▶ _DOCUMENT EXCERPT_:

--

18883895975_2a16b01868_bBy Katherine Ozment

Our five-and-a-half-year-old daughter, Jessie, is curled in my lap—as much as any five-and-a-half-year-old child can curl in her mother’s lap. Her long, gangly legs don’t quite fit anymore. She’s got one thumb in her mouth, the other hand pulled tight to her chest, and her face is resting against my breastbone—the fetal position, kindergarten-style.

Across the room, Annie, our eighteen-month-old, sees Jessie in her favorite spot and blows a gasket. Her brow furrows and she waddles toward us like a mad duck, her round belly clearing her path as she steps on strewn toys and bangs into the table, then a few chairs, en route. She’s making a noise I can only describe as keening, and I’m reminded once again of the wild intensity—and sheer absurdity—of this thing called sibling rivalry. A keening, waddling, pissed-off duck is coming at me as a delicate, too-tall flower lies limp and sad in my arms. This can’t end well.

Annie reaches us, and with one meaty-armed shove—surprising in force for someone who weighs as much as a holiday turkey—pushes Jessie, who falls from my lap in a long, drawn-out tumble, like an origami swan coming unfolded. Writhing on the floor, Jessie yells, “I hate her!”

--

▶ _REQUIREMENT 1_:
In the sibling rivalry excerpt, how old is Annie?

--

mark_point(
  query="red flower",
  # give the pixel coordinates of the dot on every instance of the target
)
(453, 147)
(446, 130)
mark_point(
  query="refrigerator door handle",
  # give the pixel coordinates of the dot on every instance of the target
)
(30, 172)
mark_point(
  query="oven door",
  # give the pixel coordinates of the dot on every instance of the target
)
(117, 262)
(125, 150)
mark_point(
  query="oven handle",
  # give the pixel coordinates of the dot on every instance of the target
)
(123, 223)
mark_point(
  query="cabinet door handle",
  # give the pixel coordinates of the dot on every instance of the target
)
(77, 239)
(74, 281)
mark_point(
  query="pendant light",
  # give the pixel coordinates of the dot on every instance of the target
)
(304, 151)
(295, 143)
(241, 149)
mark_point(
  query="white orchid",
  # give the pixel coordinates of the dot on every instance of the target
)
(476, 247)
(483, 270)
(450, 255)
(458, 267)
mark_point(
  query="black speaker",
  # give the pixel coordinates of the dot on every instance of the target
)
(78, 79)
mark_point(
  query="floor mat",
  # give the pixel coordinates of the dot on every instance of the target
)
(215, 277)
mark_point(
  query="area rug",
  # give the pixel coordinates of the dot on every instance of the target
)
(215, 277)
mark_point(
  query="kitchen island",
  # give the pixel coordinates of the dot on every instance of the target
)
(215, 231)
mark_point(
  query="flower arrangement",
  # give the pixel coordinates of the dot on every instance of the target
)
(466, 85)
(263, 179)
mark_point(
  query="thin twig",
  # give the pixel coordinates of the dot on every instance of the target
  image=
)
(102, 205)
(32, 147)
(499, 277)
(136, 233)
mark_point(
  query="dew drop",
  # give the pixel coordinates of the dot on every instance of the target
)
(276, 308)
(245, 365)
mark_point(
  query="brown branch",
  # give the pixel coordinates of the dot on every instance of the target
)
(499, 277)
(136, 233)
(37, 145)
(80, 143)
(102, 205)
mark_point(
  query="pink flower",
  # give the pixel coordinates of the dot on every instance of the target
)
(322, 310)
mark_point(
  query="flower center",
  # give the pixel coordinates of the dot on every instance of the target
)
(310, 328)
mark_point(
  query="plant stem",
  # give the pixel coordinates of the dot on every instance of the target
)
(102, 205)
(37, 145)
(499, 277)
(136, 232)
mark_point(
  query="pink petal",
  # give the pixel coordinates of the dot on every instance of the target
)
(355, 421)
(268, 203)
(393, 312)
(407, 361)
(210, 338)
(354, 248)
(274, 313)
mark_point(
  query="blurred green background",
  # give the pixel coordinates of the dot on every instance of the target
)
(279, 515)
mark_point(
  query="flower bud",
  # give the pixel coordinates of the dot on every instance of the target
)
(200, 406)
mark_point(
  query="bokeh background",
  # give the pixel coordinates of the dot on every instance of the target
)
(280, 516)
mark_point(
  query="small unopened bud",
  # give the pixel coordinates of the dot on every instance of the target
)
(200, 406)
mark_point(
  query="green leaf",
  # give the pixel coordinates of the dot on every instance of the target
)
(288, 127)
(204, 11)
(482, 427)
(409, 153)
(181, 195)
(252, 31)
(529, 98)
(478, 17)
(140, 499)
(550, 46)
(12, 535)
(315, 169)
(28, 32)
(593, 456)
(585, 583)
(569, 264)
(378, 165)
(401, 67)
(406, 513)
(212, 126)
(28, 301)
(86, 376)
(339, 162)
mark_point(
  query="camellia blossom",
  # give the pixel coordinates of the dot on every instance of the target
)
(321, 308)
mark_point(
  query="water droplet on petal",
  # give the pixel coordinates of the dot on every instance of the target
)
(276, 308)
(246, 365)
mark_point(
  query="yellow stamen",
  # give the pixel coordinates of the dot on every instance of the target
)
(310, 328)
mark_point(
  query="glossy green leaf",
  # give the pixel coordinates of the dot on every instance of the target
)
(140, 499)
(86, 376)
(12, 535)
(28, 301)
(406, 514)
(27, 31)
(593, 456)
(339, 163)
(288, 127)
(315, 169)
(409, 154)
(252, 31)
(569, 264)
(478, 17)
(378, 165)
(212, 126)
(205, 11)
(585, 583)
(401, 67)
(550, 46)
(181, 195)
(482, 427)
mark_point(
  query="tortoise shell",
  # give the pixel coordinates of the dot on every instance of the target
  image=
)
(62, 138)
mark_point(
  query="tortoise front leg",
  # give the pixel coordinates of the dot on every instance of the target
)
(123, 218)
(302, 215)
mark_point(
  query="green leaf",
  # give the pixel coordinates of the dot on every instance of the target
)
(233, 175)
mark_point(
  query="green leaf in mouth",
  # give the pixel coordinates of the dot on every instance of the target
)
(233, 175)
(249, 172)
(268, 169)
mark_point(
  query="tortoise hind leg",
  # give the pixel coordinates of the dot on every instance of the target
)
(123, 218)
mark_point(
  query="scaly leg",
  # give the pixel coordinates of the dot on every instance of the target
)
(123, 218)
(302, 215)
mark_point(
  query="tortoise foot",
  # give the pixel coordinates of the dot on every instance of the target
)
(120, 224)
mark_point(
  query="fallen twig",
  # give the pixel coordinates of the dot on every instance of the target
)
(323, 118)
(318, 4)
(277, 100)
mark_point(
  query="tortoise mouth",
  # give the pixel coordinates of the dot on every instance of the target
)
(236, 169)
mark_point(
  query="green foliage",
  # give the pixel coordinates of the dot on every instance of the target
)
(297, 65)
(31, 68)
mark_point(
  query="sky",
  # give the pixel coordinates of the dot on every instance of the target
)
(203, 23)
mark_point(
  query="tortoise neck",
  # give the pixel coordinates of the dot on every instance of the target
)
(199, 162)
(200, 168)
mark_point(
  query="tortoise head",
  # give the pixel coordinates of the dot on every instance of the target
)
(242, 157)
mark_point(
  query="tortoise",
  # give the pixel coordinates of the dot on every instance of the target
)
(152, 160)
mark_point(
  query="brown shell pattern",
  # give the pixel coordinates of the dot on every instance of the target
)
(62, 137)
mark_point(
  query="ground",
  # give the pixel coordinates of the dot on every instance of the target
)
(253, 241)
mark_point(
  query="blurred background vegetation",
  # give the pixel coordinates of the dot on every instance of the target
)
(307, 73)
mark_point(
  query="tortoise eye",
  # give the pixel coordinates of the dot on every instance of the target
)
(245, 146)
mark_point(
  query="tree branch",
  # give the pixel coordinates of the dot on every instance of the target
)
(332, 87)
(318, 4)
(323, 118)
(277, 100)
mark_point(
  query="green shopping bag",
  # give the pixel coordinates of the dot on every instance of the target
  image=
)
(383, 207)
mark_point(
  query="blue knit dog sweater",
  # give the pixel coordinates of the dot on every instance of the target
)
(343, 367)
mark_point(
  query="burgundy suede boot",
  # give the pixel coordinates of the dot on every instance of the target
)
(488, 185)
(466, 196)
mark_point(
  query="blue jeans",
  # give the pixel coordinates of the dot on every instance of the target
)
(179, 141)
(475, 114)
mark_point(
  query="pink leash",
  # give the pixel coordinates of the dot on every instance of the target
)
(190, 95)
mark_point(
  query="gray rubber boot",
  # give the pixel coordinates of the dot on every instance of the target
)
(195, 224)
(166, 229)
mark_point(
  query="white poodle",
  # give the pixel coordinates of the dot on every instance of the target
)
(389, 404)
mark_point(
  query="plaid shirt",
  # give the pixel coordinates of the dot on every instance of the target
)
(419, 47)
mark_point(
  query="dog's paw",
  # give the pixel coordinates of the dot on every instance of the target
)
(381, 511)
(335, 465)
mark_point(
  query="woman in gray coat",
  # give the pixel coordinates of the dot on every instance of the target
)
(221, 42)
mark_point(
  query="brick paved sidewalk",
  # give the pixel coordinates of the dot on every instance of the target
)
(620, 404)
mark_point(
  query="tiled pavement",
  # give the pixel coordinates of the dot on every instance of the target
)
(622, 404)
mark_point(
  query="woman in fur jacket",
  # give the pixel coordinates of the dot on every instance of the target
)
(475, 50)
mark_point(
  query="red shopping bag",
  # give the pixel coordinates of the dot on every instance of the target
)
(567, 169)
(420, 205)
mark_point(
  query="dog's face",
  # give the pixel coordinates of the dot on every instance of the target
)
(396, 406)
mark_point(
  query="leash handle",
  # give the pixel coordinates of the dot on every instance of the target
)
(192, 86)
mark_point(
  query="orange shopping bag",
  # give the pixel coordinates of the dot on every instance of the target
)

--

▶ _REQUIREMENT 2_:
Please locate every line in the listing that contains the string "gray" and copy each of those lines. Case counts.

▶ _COMPLETE RESPONSE 1_:
Eighteen months old.

▶ _COMPLETE RESPONSE 2_:
  query="gray rubber boot",
  query="woman in gray coat",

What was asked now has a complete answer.